Anna Fox, a psychologist in her late 30s, is the protagonist. Anna lives alone in an upscale Manhattan home. A young carpenter is a tenant who occupies the basement. The reader soon learns that Anna is agoraphobic and has not left her home during the past year. While living alone she has frequent phone conversations with her husband and 8-year-old daughter who are supposedly living elsewhere. Much of Anna’s time is spent watching black and white movie classics. Home bound, Anna observes her neighborhood and neighbors from her living room window. It is there that she witnesses, from a distance, a violent act in a home occupied by a family new to the neighborhood.
Anna’s fear of leaving her home, her aloneness and depression contribute to excessive drinking with wine as her favored drink. Her drinking, mixed with prescription drugs, compromises her credibility when she reports the incident to the police. Is she delusional? The conflict grows from there among Anna, the new and troubled neighbors, the police, and even her tenant. And there is Anna’s past – how did she become agoraphobic? What’s the story behind the absence of her husband and daughter?
The Woman in the Window is A. J. Finn’s first novel and a best seller from the get go. Though, not surprising because Finn (a pseudonym) is Dan Mallory, an experienced executive mystery fiction editor for William Morrow, the books publisher.
Finn, A J. The Woman in the Window. HarperCollins, 2018. Print.

------------------------------------------------------------------------

### Required actions
1. What does Anna spend much of her time watching, according to the book review?
2. Which parties does the book review say the conflict grows among? List all of them.
3. Output the stretch of the book review from "Anna’s fear of" through "HarperCollins, 2018. Print.", copied word for word.

### Entries shown

------------------------------------------------------------------------

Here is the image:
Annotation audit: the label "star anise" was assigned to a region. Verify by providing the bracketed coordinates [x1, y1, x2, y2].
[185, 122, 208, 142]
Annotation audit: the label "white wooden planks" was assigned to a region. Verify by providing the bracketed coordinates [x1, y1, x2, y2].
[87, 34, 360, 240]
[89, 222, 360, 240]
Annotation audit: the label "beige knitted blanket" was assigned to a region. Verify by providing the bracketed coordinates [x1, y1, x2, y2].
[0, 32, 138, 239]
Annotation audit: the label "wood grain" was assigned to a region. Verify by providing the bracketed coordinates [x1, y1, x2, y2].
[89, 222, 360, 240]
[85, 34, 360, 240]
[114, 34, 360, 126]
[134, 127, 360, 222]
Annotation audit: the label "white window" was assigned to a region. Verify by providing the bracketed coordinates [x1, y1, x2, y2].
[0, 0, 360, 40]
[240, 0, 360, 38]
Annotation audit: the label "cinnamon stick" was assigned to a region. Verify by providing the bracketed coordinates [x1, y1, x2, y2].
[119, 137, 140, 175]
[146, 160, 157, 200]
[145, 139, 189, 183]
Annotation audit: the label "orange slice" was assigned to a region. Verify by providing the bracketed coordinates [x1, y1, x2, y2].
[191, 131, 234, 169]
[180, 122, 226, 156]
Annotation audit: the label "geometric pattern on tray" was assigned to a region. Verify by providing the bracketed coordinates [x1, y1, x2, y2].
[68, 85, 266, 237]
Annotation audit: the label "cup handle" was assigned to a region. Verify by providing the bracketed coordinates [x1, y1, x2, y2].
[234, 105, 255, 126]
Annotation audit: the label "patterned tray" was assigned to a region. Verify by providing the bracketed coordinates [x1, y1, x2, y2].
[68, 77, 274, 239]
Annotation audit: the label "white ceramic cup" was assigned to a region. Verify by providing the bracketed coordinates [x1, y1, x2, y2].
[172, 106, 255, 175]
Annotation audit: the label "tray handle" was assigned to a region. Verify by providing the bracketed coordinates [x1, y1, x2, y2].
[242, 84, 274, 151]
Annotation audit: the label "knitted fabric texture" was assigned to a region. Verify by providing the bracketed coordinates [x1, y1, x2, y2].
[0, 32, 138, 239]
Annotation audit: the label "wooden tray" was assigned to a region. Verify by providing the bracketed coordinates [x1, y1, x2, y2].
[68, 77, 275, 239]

------------------------------------------------------------------------

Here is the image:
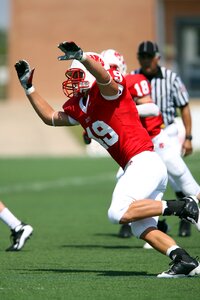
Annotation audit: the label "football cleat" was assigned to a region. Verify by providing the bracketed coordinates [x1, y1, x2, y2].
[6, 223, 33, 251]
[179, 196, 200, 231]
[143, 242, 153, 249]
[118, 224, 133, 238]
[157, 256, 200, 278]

------------------------------------------------------------------------

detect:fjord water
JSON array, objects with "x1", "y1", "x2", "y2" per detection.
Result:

------------------------------------------------------------------------

### Answer set
1. Black and white movie classics.

2. Anna, the new and troubled neighbors, the police, and her tenant.

3.
Anna’s fear of leaving her home, her aloneness and depression contribute to excessive drinking with wine as her favored drink. Her drinking, mixed with prescription drugs, compromises her credibility when she reports the incident to the police. Is she delusional? The conflict grows from there among Anna, the new and troubled neighbors, the police, and even her tenant. And there is Anna’s past – how did she become agoraphobic? What’s the story behind the absence of her husband and daughter?
The Woman in the Window is A. J. Finn’s first novel and a best seller from the get go. Though, not surprising because Finn (a pseudonym) is Dan Mallory, an experienced executive mystery fiction editor for William Morrow, the books publisher.
Finn, A J. The Woman in the Window. HarperCollins, 2018. Print.